§ Records from a dataset
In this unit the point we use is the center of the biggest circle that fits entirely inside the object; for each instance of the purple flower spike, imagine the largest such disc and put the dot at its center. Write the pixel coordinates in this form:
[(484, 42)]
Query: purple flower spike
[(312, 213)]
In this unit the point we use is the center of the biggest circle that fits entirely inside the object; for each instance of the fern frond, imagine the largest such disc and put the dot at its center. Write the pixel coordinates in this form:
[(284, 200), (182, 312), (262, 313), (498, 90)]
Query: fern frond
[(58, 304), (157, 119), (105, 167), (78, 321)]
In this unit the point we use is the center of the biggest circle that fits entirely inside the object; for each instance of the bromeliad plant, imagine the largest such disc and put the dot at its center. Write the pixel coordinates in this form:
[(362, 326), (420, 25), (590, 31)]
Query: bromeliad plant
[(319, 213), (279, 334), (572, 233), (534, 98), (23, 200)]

§ OBJECTIVE
From the line with "of the bromeliad" to the last line of the material, give every line again exactly, and only those lines.

§ ANSWER BELOW
In this unit the point we use is the center of the biggest circle that fits entirely inside the object; for each instance of the bromeliad plant, imagine the largest such disc and put the dot at its center. Write the pixel coordinates in this form:
[(362, 326), (420, 25), (590, 31)]
Query: bromeliad plant
[(319, 213), (279, 334), (572, 233), (534, 98), (23, 200)]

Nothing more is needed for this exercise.